_Brano fornito_
La lettera d) venne inserita nel 2001 dalla legge n. 149, che modificava la legge sulle adozioni per dare copertura giuridica a situazioni in cui tra il bambino e la figura adulta di riferimento nascevano legami significativi, la cui interruzione avrebbe turbato gravemente il bambino.
La chiave interpretativa della norma e la sua ratio è l’”interesse superiore del bambino”, perciò tale adozione è possibile, seguendo una procedura semplificata, a condizione però che il Tribunale verifichi in maniera approfondita se effettivamente l’adozione realizza il superiore interesse del minore.
Per le coppie eterosessuali è ormai pacifica la possibilità dell’adozione del figlio del/lla convivente o del coniuge da parte dell’altro/altra quando questi abbia un rapporto ormai consolidato con il bambino di cui da tempo si prende cura. Lo stesso non accade quando l’adozione del bimbo viene richiesta dal genitore sociale della coppia omosessuale.
La recente Riforma Cirinnà, l. n. 76/2016, non prevede espressamente tale tipologia di adozione per le coppie omosessuali anche se possiamo sottolineare la formulazione della clausola di riserva all’interno del comma 20 art. 1:
“[…] salvo quanto previsto e CONSENTITO in materia di adozione dalle norme vigenti”
Quindi la legge, che appare forse pleonastica, in realtà vuole significare che è salvo non solo quanto previsto dalle norme in materia di adozione, ma, anche quanto la giurisprudenza, sia di legittimità, sia di merito, ha stabilito interpretando le norme stesse, dando loro nuove soluzioni alle nuove esigenze di una società in rapido mutamento culturale, e sanando un vuoto legislativo a causa e del quale non è ammissibile che il minore, il soggetto più debole, rimanga privo di tutela e il suo interesse venga violato.

_Descrizione del compito_
Riporta alla lettera la parte del brano sull'adozione che va da "La chiave interpretativa" a "interesse del minore.".

_Voci di dati_

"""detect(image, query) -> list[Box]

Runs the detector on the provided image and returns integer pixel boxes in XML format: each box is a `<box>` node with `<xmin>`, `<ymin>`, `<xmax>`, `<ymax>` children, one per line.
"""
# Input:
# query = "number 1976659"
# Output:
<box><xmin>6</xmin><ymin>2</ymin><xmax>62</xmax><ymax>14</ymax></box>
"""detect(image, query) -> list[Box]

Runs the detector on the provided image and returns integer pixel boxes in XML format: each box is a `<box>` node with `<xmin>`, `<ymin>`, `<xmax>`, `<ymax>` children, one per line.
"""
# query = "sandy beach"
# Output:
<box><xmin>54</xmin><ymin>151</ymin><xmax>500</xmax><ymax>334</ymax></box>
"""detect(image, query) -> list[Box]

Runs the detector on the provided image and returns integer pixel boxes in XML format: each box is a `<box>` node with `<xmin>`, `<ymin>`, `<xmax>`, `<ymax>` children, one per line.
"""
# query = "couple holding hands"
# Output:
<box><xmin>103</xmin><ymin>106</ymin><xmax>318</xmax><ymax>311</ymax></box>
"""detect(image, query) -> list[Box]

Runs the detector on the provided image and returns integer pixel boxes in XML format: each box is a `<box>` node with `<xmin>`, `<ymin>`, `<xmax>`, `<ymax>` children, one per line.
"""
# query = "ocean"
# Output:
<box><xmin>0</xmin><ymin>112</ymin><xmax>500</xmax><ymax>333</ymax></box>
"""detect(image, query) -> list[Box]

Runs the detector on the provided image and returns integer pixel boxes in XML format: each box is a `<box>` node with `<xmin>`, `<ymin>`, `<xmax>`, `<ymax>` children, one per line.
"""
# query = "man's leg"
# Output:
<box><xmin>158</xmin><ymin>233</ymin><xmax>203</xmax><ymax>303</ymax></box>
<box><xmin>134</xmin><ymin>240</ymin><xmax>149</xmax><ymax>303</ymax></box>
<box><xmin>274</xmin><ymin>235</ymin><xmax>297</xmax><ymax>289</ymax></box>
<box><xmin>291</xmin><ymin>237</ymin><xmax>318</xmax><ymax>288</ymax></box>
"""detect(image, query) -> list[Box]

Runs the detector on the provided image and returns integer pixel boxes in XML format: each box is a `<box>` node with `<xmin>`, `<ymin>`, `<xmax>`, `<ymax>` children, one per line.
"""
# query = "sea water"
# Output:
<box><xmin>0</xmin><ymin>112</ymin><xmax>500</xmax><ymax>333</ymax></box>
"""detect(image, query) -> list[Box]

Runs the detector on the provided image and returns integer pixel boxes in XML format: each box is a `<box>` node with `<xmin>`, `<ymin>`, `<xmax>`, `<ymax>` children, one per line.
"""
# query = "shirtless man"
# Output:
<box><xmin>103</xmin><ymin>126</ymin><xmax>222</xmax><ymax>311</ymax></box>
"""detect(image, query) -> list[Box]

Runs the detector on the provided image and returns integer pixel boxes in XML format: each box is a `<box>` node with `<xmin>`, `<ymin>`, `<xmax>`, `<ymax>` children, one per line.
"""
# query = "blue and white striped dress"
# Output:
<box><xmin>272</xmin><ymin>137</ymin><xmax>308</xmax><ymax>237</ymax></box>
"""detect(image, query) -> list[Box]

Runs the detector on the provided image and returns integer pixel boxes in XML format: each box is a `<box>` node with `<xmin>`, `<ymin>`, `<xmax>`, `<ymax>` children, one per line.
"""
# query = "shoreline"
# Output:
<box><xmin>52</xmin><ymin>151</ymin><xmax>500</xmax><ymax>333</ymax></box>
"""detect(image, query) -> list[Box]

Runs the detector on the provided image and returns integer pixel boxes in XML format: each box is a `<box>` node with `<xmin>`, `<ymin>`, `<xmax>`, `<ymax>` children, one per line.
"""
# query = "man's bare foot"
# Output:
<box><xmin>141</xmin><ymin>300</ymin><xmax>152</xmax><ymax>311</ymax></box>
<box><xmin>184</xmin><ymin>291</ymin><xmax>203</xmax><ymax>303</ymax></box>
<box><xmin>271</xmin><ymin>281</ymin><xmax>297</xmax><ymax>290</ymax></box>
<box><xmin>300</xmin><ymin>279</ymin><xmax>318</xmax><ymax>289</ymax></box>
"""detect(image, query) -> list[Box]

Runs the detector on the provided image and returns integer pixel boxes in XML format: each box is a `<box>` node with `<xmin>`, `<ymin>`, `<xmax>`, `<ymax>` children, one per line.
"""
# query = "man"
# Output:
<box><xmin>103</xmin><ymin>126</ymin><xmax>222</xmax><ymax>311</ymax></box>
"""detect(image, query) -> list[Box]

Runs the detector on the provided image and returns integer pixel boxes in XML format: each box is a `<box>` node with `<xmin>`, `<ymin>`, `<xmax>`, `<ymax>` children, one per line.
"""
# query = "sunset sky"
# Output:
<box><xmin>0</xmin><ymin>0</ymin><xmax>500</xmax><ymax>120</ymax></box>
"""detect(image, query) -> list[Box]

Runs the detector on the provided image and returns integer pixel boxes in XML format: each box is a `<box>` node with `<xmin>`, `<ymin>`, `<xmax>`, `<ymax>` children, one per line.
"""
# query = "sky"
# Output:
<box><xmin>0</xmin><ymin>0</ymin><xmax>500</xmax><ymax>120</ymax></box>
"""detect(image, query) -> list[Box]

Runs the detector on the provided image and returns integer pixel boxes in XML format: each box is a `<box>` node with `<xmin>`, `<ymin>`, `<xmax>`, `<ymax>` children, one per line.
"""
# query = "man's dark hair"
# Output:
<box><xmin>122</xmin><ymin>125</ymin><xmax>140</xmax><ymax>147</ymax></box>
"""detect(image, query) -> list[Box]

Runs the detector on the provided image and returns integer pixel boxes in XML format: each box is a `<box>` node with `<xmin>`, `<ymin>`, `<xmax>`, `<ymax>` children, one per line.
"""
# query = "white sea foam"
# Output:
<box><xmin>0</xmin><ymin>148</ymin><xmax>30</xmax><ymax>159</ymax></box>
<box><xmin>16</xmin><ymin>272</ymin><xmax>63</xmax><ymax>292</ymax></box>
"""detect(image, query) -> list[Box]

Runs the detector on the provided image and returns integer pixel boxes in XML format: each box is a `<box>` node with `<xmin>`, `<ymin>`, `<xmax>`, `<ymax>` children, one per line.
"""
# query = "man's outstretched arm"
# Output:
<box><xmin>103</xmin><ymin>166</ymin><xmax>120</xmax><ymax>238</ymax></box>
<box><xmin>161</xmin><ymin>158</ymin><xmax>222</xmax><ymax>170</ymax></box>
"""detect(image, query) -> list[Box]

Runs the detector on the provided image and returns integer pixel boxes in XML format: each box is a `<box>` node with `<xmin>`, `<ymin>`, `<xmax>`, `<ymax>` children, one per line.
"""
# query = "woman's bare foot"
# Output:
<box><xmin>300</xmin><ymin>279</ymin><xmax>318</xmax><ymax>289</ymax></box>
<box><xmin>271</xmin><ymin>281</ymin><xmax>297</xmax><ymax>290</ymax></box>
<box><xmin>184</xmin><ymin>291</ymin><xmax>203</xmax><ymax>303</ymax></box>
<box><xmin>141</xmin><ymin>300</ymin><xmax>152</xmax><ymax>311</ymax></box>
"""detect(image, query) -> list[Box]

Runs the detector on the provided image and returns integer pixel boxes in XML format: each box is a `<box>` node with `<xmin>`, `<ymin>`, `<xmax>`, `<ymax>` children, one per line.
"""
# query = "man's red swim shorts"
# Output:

_Risposta al compito_
La chiave interpretativa della norma e la sua ratio è l’”interesse superiore del bambino”, perciò tale adozione è possibile, seguendo una procedura semplificata, a condizione però che il Tribunale verifichi in maniera approfondita se effettivamente l’adozione realizza il superiore interesse del minore.